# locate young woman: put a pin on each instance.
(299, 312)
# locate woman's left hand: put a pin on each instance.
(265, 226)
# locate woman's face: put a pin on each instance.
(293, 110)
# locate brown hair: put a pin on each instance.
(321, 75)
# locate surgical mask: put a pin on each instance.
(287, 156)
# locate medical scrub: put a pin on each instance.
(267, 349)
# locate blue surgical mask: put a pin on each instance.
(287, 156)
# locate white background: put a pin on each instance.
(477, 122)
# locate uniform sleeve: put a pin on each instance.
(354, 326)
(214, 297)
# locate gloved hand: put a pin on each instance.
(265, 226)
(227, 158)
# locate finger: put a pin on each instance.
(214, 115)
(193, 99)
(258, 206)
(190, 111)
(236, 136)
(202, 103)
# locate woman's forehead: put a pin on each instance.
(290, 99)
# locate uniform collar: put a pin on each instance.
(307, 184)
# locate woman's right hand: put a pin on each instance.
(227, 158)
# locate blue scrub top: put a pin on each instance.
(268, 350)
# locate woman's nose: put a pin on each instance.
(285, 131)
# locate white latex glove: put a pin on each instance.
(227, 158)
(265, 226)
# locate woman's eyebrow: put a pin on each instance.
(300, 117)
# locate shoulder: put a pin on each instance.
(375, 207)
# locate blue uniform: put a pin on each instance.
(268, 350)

● **Directions for this task**:
Copy all of the data above line for line, keeping every character unchanged.

● **Exercise result**:
# locate young woman: put a pin on each instance.
(299, 312)
# locate woman's left hand: put a pin on each instance.
(265, 226)
# locate woman's face: put a pin on each instance.
(293, 110)
# locate brown hair: put a pin on each instance.
(321, 75)
# locate surgical mask: put a pin on each instance.
(287, 156)
# locate medical scrub: put a pin on each instance.
(267, 349)
# locate blue surgical mask: put a pin on each instance.
(287, 156)
# locate white background: put a pin on each instance.
(477, 122)
# locate uniform sleeve: put a pin on each instance.
(354, 326)
(214, 297)
# locate gloved hand: put a pin on each instance.
(265, 226)
(227, 158)
# locate finger: put a pin on each instance.
(214, 115)
(193, 99)
(258, 206)
(190, 111)
(236, 136)
(202, 103)
# locate woman's forehead: put a pin on each instance.
(290, 99)
# locate uniform collar: put a pin on each instance.
(307, 184)
# locate woman's right hand: put a pin on each instance.
(227, 158)
# locate blue scrub top: put a pin on each instance.
(268, 350)
# locate woman's nose: put a pin on each instance.
(285, 131)
# locate white latex glove: put a pin on each instance.
(227, 158)
(265, 226)
# locate woman's eyebrow: put a pin on each instance.
(300, 117)
# locate shoulder: put a pin on each instance.
(375, 207)
# locate blue uniform: put a pin on each instance.
(268, 350)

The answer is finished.